• **Goal**
Reproduce the lines from the one containing "Provide the outline of every instance of the tire" through the end of the lines, both ends included, adding 21 to every coordinate in the logged polygon outlines.

• **Records for this task**

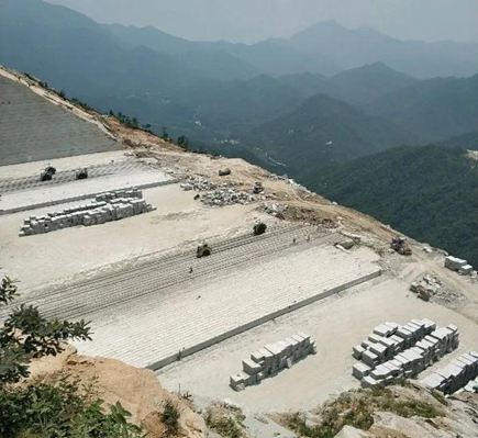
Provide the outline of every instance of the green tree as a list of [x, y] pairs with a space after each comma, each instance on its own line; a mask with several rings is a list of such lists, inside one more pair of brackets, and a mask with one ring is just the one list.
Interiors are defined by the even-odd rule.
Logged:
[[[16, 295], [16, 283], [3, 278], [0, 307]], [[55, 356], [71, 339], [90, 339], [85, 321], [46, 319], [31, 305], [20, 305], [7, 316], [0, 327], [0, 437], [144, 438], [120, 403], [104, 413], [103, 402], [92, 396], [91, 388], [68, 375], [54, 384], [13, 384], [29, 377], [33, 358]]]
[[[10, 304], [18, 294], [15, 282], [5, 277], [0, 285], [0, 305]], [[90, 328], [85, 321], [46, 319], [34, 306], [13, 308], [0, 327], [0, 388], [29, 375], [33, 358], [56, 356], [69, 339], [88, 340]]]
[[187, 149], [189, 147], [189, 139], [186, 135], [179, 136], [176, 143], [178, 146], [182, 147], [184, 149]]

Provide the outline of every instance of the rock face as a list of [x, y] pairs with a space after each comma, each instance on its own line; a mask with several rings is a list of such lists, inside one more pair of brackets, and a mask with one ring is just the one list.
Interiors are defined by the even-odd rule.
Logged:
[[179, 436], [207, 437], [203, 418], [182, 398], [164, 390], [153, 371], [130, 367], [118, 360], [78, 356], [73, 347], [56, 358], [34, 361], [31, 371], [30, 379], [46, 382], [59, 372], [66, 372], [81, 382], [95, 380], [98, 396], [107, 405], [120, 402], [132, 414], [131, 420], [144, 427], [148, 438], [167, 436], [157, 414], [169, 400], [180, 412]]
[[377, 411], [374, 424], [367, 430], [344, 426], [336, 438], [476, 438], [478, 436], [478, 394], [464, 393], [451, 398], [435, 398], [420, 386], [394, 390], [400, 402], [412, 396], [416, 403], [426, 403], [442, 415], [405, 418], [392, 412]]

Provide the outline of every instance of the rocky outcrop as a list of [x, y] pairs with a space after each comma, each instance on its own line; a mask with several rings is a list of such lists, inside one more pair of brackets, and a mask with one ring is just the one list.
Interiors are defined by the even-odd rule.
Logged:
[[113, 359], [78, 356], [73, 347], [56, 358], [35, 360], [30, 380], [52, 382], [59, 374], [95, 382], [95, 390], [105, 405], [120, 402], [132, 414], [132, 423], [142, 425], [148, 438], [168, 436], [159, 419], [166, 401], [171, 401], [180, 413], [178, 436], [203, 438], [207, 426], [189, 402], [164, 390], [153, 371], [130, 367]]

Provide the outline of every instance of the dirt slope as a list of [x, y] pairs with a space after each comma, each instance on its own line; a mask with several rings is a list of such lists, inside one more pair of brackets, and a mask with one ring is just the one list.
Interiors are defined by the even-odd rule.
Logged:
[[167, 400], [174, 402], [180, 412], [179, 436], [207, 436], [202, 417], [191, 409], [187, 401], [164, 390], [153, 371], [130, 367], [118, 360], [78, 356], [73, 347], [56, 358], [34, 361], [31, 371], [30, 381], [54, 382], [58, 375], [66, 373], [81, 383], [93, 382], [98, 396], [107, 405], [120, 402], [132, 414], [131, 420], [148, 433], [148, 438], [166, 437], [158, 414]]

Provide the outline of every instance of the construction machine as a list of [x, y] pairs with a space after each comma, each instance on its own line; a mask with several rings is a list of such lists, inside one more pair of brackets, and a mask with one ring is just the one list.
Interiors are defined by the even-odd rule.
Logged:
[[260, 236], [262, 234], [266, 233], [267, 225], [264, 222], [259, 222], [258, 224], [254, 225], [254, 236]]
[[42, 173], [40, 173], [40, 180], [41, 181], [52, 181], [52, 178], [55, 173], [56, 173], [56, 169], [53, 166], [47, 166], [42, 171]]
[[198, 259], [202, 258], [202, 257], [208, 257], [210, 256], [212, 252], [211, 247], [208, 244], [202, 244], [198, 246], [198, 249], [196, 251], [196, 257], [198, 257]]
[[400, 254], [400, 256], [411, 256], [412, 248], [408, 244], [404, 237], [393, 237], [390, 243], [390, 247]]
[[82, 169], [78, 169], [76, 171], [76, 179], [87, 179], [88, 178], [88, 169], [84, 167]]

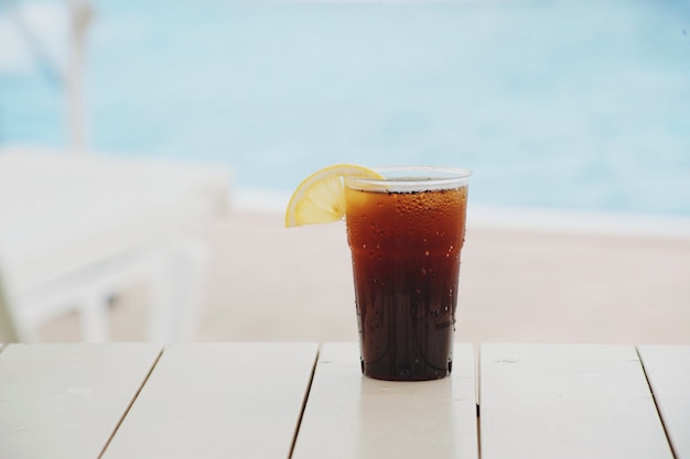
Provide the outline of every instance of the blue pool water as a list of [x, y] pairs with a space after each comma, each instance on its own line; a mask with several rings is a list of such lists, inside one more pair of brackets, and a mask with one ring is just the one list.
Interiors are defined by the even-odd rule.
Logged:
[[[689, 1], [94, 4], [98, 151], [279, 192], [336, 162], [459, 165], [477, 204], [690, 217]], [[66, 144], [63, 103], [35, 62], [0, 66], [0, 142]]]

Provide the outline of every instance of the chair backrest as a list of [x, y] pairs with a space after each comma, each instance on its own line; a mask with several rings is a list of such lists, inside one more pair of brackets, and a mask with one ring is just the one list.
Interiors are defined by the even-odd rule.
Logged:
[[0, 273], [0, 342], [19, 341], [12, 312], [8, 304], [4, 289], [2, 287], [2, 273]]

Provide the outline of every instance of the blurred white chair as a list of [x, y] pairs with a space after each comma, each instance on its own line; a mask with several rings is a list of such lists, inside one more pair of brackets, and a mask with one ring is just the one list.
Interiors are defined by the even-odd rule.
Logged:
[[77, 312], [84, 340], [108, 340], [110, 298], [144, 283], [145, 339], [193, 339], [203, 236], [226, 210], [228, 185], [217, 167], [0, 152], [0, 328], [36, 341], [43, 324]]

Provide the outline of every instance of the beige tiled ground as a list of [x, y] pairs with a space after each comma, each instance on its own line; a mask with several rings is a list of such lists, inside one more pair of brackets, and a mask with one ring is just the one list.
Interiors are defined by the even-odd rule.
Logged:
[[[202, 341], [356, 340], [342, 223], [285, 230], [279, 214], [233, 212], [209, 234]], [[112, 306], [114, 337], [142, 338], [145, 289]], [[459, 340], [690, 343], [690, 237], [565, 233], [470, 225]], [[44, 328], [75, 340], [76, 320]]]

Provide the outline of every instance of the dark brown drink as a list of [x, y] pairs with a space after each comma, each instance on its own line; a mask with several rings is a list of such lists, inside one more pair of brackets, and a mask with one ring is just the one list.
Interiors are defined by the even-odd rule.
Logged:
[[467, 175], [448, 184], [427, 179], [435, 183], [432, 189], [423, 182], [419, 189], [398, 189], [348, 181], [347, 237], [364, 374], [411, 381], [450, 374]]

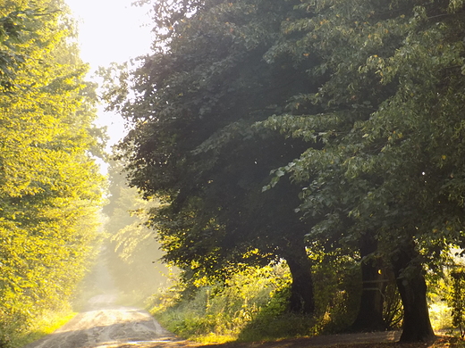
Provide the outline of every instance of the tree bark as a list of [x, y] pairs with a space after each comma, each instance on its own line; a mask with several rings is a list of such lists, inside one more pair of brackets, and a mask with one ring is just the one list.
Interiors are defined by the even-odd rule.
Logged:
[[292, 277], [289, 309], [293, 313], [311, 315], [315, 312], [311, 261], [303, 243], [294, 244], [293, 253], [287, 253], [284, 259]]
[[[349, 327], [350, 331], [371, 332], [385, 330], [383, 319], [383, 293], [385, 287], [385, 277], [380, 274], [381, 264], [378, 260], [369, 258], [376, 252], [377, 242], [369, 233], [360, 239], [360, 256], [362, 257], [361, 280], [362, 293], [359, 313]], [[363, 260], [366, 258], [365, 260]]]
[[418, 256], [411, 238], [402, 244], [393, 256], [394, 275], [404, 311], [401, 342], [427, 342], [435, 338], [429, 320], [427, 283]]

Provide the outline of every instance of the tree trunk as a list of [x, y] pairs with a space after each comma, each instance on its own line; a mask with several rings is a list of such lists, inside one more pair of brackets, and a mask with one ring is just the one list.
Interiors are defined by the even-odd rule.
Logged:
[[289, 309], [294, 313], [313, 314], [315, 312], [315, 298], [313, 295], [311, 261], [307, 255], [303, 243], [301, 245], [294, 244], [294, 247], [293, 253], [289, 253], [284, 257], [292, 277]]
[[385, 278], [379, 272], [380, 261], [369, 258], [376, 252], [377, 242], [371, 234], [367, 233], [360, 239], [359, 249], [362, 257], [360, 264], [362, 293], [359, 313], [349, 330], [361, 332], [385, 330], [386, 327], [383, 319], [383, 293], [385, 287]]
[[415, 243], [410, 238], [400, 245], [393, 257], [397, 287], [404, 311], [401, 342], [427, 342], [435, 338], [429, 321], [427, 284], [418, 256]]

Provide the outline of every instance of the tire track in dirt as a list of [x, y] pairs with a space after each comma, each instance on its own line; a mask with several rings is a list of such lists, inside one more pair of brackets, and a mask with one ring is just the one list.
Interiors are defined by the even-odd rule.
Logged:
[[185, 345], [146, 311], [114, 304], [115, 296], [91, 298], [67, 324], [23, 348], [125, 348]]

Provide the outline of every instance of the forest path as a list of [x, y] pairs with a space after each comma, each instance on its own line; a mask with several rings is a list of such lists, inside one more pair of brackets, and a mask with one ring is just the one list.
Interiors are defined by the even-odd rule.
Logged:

• **Task solution**
Provide the outline of every instance of the tire track in dirt as a list of [x, y] pairs with a space after each comma, each instance on its own line; a mask with several rings is a list of such lists, inside one more pair of brackets, and a mask with one ring is just the one list.
Interiors are defined by the even-odd rule.
Logged:
[[206, 366], [167, 332], [135, 325], [136, 317], [112, 319], [88, 345], [44, 369], [146, 369]]

Provide the outline of every instance of the forest path as a list of [x, y] pairs with a space after each comma, each instance on its own line; a mask with several rings is a list of such lists, inside one more pair of brackets, and a mask with one ring is just the one list.
Interiors are defined by the even-odd rule.
Logged:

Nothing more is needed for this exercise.